§ **Passage shown**
○ ○ ○

Denmark: Islamists and Naivists

On Sept. 5, the day Danish police arrested nine Muslim suspects in connection with a foiled terrorist plot, a slender book warning of conquest by Islamic fundamentalists in Europe appeared in bookstores here.

"Islamists and Naivists," by Karen Jespersen and Ralf Pittelkow, has since risen to the top of the best-seller list and is causing a sensation in Denmark - in part because the authors are establishment figures previously known for their progressive attitudes toward Islam and integration.

The book is also gaining notice because Denmark, a country celebrated for its fairy tales, is on the front line of the culture wars between Islam and the West following publication in a Danish newspaper late last year of cartoons lampooning the Prophet Muhammad.

The book's main argument is that Europeans who ignore the threat posed by Islamists belong to a new and dangerous tribe of "naivists," a term coined by the authors. This may not sound so radical at a time when the pope has upset the Islamic world by quoting a medieval passage calling Islam "evil and inhuman" and when Islamic terrorist plots have put Europe on edge.

○ ○ ○

In the article about the book "Islamists and Naivists," who are the book's two authors?

§ **Input data**
○ ○ ○

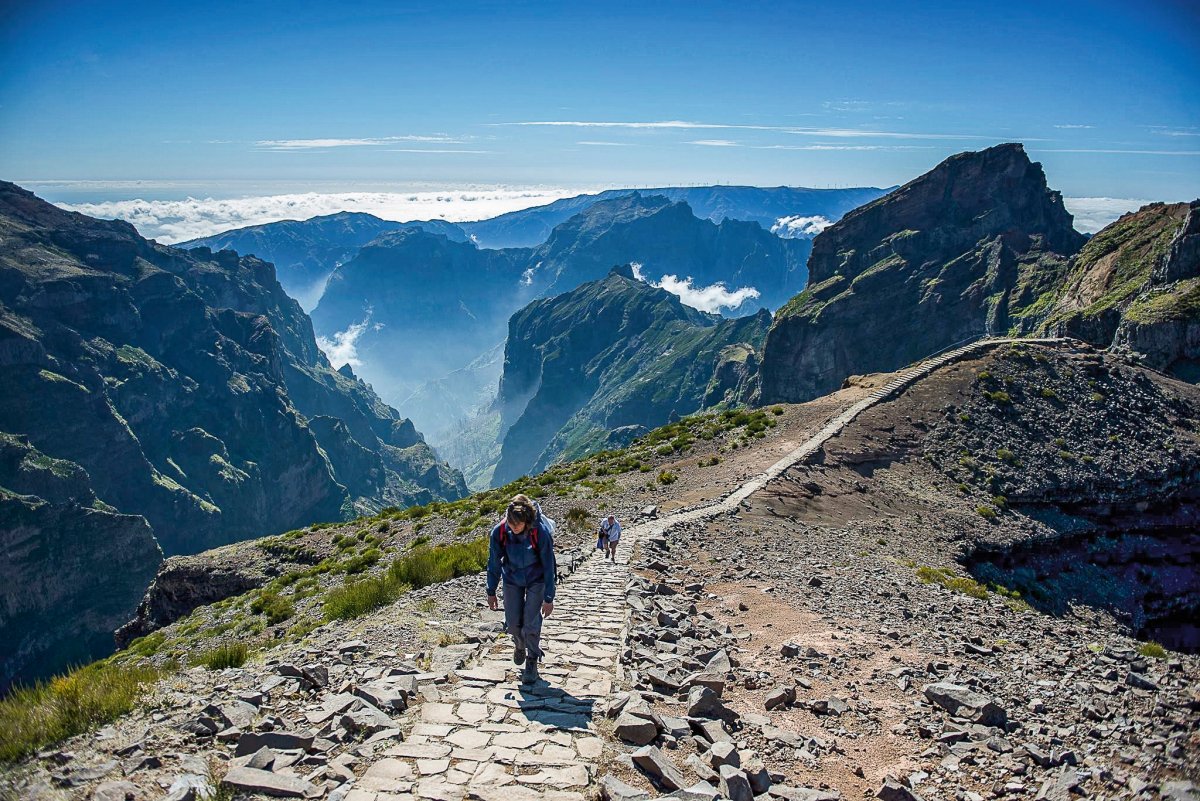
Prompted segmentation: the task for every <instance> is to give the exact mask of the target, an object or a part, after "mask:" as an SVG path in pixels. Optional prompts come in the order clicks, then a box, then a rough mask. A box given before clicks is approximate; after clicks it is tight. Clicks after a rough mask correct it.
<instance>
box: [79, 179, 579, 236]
mask: <svg viewBox="0 0 1200 801" xmlns="http://www.w3.org/2000/svg"><path fill="white" fill-rule="evenodd" d="M575 194H580V191H578V189H563V188H506V187H494V188H484V189H446V191H444V192H342V193H317V192H308V193H304V194H270V195H260V197H248V198H232V199H214V198H203V199H202V198H185V199H184V200H142V199H134V200H104V201H98V203H60V204H58V205H59V206H61V207H64V209H67V210H68V211H78V212H80V213H84V215H90V216H92V217H102V218H106V219H125V221H127V222H130V223H133V225H134V227H136V228H137V229H138V231H139V233H140V234H142V235H143V236H145V237H149V239H155V240H158V241H160V242H166V243H168V245H174V243H175V242H184V241H186V240H192V239H198V237H200V236H211V235H212V234H220V233H221V231H226V230H229V229H232V228H245V227H246V225H260V224H263V223H274V222H280V221H281V219H308V218H310V217H318V216H322V215H332V213H337V212H338V211H364V212H367V213H371V215H374V216H376V217H380V218H383V219H395V221H400V222H408V221H412V219H448V221H450V222H466V221H470V219H487V218H490V217H496V216H498V215H503V213H505V212H509V211H517V210H520V209H528V207H529V206H540V205H544V204H547V203H552V201H554V200H558V199H559V198H568V197H571V195H575Z"/></svg>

○ ○ ○

§ **Response below**
Karen Jespersen and Ralf Pittelkow.